Making a simple parser

F

Felipe Balbi

Hi all,

To automate some of the tests I have to run, I decided to use ruby to
generate some script files on a particular (very simple) language based
on several possible input files. My first approach at this was to use
inherited method on a parent class (which I called InputFormat) to hold
all the children in an array. Then, different formats could become a
child class of InputFormat and return a known data format (I decided to
use an array of hashes because the output is really really simple) to
the output generator code.

So the idea is something like:

class InputFormat
@children = []

def initialize(input)
@input = input
end

def parse
@children.each { |child|
child.parse(@input) if child.supported?(@input)
}
end

def self.inherited(child)
@children << child
end
end

class AInputFormat < InputFormat
def supported?
+---+
# [SET EXERCISE 1]
Summarize the Ruby parser post in two sentences.
# [SET EXERCISE 2]
List every method defined inside the InputFormat class in the Ruby parser post.
# [SET EXERCISE 3]
Proceed with the Ruby parser post from the point where it stops.
+---+
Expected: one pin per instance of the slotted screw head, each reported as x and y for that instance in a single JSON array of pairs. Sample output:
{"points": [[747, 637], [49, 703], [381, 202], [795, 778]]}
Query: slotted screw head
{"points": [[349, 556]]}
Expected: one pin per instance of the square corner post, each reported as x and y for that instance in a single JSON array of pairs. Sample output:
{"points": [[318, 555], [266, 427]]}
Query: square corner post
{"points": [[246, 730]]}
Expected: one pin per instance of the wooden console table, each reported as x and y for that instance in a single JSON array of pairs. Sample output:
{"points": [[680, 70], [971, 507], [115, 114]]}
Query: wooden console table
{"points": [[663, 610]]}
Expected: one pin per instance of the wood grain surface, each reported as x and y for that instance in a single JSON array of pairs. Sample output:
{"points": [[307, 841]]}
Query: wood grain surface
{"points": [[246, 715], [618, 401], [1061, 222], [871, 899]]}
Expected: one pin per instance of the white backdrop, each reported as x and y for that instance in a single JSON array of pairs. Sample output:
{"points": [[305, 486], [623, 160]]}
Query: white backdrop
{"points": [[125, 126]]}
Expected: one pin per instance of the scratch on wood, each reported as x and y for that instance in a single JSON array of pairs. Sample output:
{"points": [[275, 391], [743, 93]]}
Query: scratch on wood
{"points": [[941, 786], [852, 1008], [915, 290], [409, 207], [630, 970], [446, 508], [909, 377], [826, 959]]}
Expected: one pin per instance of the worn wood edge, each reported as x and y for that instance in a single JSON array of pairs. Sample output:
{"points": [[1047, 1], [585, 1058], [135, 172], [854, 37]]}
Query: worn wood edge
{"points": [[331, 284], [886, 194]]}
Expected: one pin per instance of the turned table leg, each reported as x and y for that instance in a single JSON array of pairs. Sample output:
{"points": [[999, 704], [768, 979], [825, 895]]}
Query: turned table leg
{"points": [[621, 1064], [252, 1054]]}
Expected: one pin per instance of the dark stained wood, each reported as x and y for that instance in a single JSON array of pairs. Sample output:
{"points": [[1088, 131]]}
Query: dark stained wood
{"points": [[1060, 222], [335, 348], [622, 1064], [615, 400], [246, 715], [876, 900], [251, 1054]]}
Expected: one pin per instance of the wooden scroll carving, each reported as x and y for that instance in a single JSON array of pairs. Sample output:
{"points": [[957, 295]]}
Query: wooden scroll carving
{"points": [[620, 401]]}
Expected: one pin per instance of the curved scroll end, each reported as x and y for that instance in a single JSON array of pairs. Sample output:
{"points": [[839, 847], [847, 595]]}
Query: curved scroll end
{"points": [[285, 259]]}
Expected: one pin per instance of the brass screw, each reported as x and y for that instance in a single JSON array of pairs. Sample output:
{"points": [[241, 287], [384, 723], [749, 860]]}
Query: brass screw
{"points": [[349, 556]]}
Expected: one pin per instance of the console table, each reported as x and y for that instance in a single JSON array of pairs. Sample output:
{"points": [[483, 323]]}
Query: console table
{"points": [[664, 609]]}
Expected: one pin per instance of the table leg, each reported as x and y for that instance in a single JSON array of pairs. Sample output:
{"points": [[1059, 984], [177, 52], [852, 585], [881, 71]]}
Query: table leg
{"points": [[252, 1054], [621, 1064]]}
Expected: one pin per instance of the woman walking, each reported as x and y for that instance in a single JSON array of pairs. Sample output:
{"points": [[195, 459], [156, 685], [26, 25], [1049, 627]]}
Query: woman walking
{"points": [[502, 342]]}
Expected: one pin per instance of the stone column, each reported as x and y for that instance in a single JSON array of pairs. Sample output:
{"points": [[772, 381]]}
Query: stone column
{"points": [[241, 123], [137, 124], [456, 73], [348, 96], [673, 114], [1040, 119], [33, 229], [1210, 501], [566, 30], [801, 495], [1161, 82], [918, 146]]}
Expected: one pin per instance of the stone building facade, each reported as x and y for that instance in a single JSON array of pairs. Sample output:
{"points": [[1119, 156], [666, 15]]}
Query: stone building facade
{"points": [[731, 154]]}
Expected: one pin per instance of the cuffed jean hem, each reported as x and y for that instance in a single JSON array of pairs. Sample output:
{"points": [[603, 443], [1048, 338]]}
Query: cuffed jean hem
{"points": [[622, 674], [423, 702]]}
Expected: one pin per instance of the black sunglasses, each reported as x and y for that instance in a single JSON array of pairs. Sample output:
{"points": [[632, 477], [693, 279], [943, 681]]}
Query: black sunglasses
+---+
# [EXERCISE RESPONSE 1]
To automate some tests, the writer plans to use Ruby to generate script files in a very simple language from several possible input files. The first approach uses an inherited method on a parent class called InputFormat to collect its child classes in an array, so each input format can be a child class that returns an array of hashes to the output generator code.

# [EXERCISE RESPONSE 2]
initialize, parse, self.inherited

# [EXERCISE RESPONSE 3]
# check if we can parse this type of file
end

def parse
# parse and generate array of hashes in known format
end
end


Then on the core file I would have something like:

input = InputFormat.new(ARGV[0])
input.parse

As it turns out, this isn't working because AInputFormat will only
inherit from InputFormat at the time I actually use it, am I right ? Any
tips you guys could give me to achieve what I want ? (from several
possible input formats generate one output format)
 
7

7stud --

Felipe Balbi wrote in post #993252:
Hi all,

To automate some of the tests I have to run, I decided to use ruby to
generate some script files on a particular (very simple) language based
on several possible input files. My first approach at this was to use
inherited method on a parent class (which I called InputFormat) to hold
all the children in an array. Then, different formats could become a
child class of InputFormat and return a known data format (I decided to
use an array of hashes because the output is really really simple) to
the output generator code.

So the idea is something like:

class InputFormat
@children = []

def initialize(input)
@input = input
end

def parse
@children.each { |child|
child.parse(@input) if child.supported?(@input)
}
end

def self.inherited(child)
@children << child
end
end

class AInputFormat < InputFormat
def supported?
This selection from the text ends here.